§ Task directions
Repeat the listing verbatim. Drop any pictures.

§ Extracted records
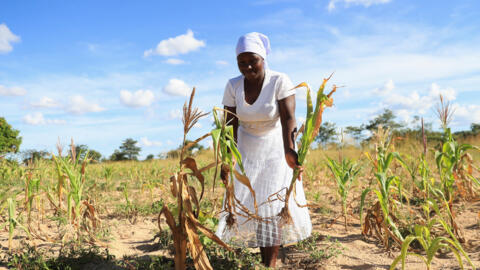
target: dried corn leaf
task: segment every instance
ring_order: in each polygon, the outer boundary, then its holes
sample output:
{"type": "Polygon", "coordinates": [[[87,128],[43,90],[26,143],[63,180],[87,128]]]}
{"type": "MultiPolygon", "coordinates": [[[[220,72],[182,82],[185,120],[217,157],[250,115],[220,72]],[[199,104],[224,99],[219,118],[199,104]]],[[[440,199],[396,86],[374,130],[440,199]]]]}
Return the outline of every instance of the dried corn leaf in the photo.
{"type": "Polygon", "coordinates": [[[192,215],[188,215],[188,218],[190,219],[190,221],[193,224],[195,224],[195,226],[197,227],[197,229],[199,231],[201,231],[203,234],[205,234],[205,236],[212,239],[213,241],[215,241],[217,244],[224,247],[225,249],[233,252],[233,249],[231,247],[229,247],[227,244],[225,244],[225,242],[223,242],[220,238],[218,238],[218,236],[215,233],[213,233],[207,227],[203,226],[198,219],[196,219],[192,215]]]}
{"type": "Polygon", "coordinates": [[[196,212],[195,216],[198,217],[198,213],[200,212],[200,203],[197,198],[197,191],[195,190],[194,187],[189,186],[188,187],[188,194],[190,194],[190,198],[193,200],[193,203],[195,204],[196,212]]]}
{"type": "Polygon", "coordinates": [[[200,242],[195,224],[187,219],[185,222],[185,232],[188,236],[188,248],[193,259],[193,264],[197,270],[213,269],[208,260],[205,249],[200,242]]]}
{"type": "Polygon", "coordinates": [[[173,197],[177,197],[178,188],[177,177],[175,175],[170,177],[170,191],[172,192],[173,197]]]}
{"type": "Polygon", "coordinates": [[[170,230],[172,230],[173,236],[176,237],[177,226],[175,225],[175,218],[173,217],[172,212],[170,212],[170,210],[168,210],[166,206],[164,206],[162,210],[160,210],[160,214],[158,215],[158,229],[162,230],[162,228],[160,227],[160,217],[162,216],[162,214],[165,216],[165,220],[167,221],[167,225],[168,227],[170,227],[170,230]]]}
{"type": "Polygon", "coordinates": [[[201,200],[203,197],[203,191],[205,188],[205,178],[203,177],[200,170],[197,168],[197,162],[195,161],[195,159],[191,157],[187,157],[184,160],[182,160],[182,164],[184,164],[185,167],[190,169],[193,172],[193,175],[195,175],[198,181],[200,181],[200,184],[202,185],[202,192],[200,193],[200,200],[201,200]]]}
{"type": "Polygon", "coordinates": [[[250,184],[250,179],[248,179],[247,176],[239,173],[235,169],[233,170],[233,173],[235,174],[235,177],[237,178],[237,180],[250,190],[250,193],[252,194],[252,197],[253,197],[253,207],[255,208],[255,214],[257,214],[258,213],[257,198],[255,195],[255,190],[253,190],[253,187],[250,184]]]}
{"type": "Polygon", "coordinates": [[[92,221],[93,229],[95,230],[97,228],[97,220],[98,220],[98,218],[95,216],[95,207],[93,207],[93,205],[91,205],[87,201],[83,201],[83,204],[87,207],[87,210],[88,210],[88,212],[85,212],[84,216],[87,216],[88,218],[90,218],[90,220],[92,221]]]}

§ Reply
target: dried corn leaf
task: segment every instance
ring_order: in each polygon, the outer boundary, then its holes
sample output:
{"type": "Polygon", "coordinates": [[[87,128],[43,90],[26,143],[63,180],[87,128]]]}
{"type": "MultiPolygon", "coordinates": [[[[220,72],[182,82],[185,120],[217,157],[250,115],[220,72]],[[199,104],[224,99],[219,118],[199,104]]],[[[440,199],[396,86],[374,130],[440,199]]]]}
Return the outline of every instance of the dried corn leaf in the photo.
{"type": "Polygon", "coordinates": [[[192,215],[188,215],[188,218],[190,219],[190,221],[193,224],[195,224],[195,226],[197,227],[197,229],[199,231],[201,231],[203,234],[205,234],[205,236],[212,239],[213,241],[215,241],[217,244],[224,247],[225,249],[233,252],[233,249],[231,247],[229,247],[227,244],[225,244],[225,242],[223,242],[220,238],[218,238],[218,236],[215,233],[213,233],[207,227],[203,226],[198,219],[196,219],[192,215]]]}
{"type": "Polygon", "coordinates": [[[196,212],[195,216],[198,217],[198,213],[200,212],[200,203],[197,198],[197,191],[195,190],[194,187],[189,186],[188,187],[188,194],[190,194],[190,198],[193,200],[193,203],[195,204],[196,212]]]}
{"type": "Polygon", "coordinates": [[[200,242],[195,224],[187,219],[185,222],[185,232],[188,236],[188,248],[193,259],[193,264],[197,270],[213,269],[208,260],[205,249],[200,242]]]}
{"type": "Polygon", "coordinates": [[[173,197],[177,197],[178,188],[177,177],[175,175],[170,177],[170,191],[172,192],[173,197]]]}
{"type": "Polygon", "coordinates": [[[170,230],[172,230],[173,236],[176,237],[177,226],[175,225],[175,218],[173,217],[172,212],[170,212],[170,210],[168,210],[166,206],[164,206],[162,210],[160,210],[160,214],[158,215],[158,229],[162,230],[162,228],[160,227],[160,217],[162,216],[162,214],[165,216],[165,220],[167,221],[167,225],[168,227],[170,227],[170,230]]]}
{"type": "Polygon", "coordinates": [[[201,200],[203,197],[203,191],[205,188],[205,178],[203,177],[200,170],[197,168],[197,162],[195,161],[195,159],[191,157],[187,157],[184,160],[182,160],[182,164],[184,164],[185,167],[190,169],[193,172],[193,175],[195,175],[198,181],[200,181],[200,184],[202,185],[202,192],[200,193],[200,200],[201,200]]]}
{"type": "Polygon", "coordinates": [[[250,184],[250,179],[248,179],[247,176],[239,173],[235,169],[233,170],[233,173],[235,174],[235,177],[237,178],[237,180],[250,190],[250,193],[252,194],[252,197],[253,197],[253,207],[255,208],[255,214],[257,214],[258,213],[257,198],[255,195],[255,190],[253,190],[253,187],[250,184]]]}
{"type": "Polygon", "coordinates": [[[92,221],[93,229],[95,230],[97,228],[97,220],[98,220],[98,218],[95,216],[95,207],[93,207],[93,205],[91,205],[87,201],[83,201],[83,204],[87,207],[87,210],[88,210],[88,212],[85,212],[84,216],[87,216],[88,218],[90,218],[90,220],[92,221]]]}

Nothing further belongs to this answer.